_PASSAGE_
○ ○ ○
Use colon as a delimiter to extract username, user ID, user group#

Use colon as a delimiter to extract username, user ID, user group

Writing 1
[root@sanchuang-linux ~]# cat /etc/passwd | cut -d":" -f 1,3,5	
Writing 2 (recommended)
[root@sanchuang-linux ~]# cut -d ":" -f 1,3,5 /etc/passwd	# Note: extract columns 1, 3, 5
# Note: text processing commands can directly operate on text without needing to use cat

Value range#

Value range

[root@sanchuang-linux ~]# cut -d ":" -f 1,3,5 /etc/passwd	# Note: extract columns 1, 3, 5
[root@sanchuang-linux ~]# cut -d ":" -f 1-5 /etc/passwd		# Note: extract columns 1-5
[root@sanchuang-linux ~]# cut -d ":" -f 3- /etc/passwd		# Note: extract from the 3rd column to the end
[root@sanchuang-linux ~]# cut -d ":" -f -3 /etc/passwd		# Note: extract the first 3 columns
============================================================================================
-c: extract characters from the specified range
Example
[root@sanchuang-linux ~]# echo abcdefg | cut -c 2		# Note: extract the 2nd character
b
[root@sanchuang-linux ~]# echo abcdefg | cut -c 2-5		# Note: extract characters 2-5
bcde
[root@sanchuang-linux ~]# echo abcdefg | cut -c 5-		# Note: extract from the 5th character to the end
efg

VIII. Exercise#

Exercise

1. Count the top three IPs in access.log
2. Display the sizes of all files in the /boot directory (including files in subdirectories), sorted from smallest to largest
3. Count the number of times each shell is used in /etc/passwd (sorted in descending order)
○ ○ ○
_STORED DATA_
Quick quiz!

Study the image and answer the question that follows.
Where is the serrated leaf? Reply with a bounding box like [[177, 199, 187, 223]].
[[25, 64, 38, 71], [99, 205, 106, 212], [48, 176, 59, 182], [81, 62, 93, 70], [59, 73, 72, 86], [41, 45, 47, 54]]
○ ○ ○
_REQUIRED TASK 1_
In the passage about the cut command, which option extracts characters from a specified range?
_REQUIRED TASK 2_
Carry on the passage about the cut command from the point where it ends.

_ANSWER 1_
The -c option extracts characters from a specified range.

_ANSWER 2_
4. Count how many times the word 'sbin' appears in /etc/passwd
5. Display only the IP address of ens33
============================================================================================
Example 1: Count the top three IPs in access.log
--------------------------------------------------------------------------------------------
[root@sanchuang-linux ~]# cut -d "-" -f 1 access.log | sort | uniq -c | sort -nr | head -n3
      7 192.168.0.42 
      6 192.168.0.193 
      5 192.168.0.38 
--------------------------------------------------------------------------------------------
[root@sanchuang-linux ~]# cut -d " " -f1 access.log | sort | uniq -c
      6 192.168.0.193
      5 192.168.0.21
      5 192.168.0.32
      5 192.168.0.37
      5 192.168.0.38
      7 192.168.0.42
[root@sanchuang-linux ~]# cut -d " " -f1 access.log | sort | uniq -c | sort -nr
      7 192.168.0.42
      6 192.168.0.193
      5 192.168.0.38
      5 192.168.0.37
      5 192.168.0.32
      5 192.168.0.21
[root@sanchuang-linux ~]# cut -d " " -f1 access.log | sort | uniq -c | sort -nr | head -3
      7 192.168.0.42
      6 192.168.0.193
      5 192.168.0.38
============================================================================================
Example 2: Display the sizes of all files in the /boot directory (including files in subdirectories), sorted from smallest to largest
Method 1
--------------------------------------------------------------------------------------------
[root@sanchuang-linux ~]# du -ak /boot | sort -n  		# Note: in k bytes
4	/boot/.bashrc
4	/boot/efi/EFI/centos
4	/boot/grub2/device.map
4	/boot/grub2/grubenv
4	/boot/grub2/i386-pc/adler32.mod
4	/boot/grub2/i386-pc/all_video.mod
4	/boot/grub2/i386-pc/aout.mod

Method 2
--------------------------------------------------------------------------------------------
[root@sanchuang-linux ~]# ll -R | grep root | tr -s " " | cut -d " " -f 5,9 | sort -n
0 1214.txt
0 12244.txt
0 1224.txt
0 12456.txt
0 20
0 20
0 2020-09-24-18_25_03.txt

Method 3
--------------------------------------------------------------------------------------------
[root@sanchuang-linux ~]# ll -R | grep root | awk '{print $5,$9}' | sort -n
0 1214.txt
0 12244.txt
0 1224.txt
0 12456.txt
0 20
0 20
0 2020-09-24-18_25_03.txt
0 abcd.txt
============================================================================================
Example 3: Count the number of times each shell is used in /etc/passwd (sorted in descending order)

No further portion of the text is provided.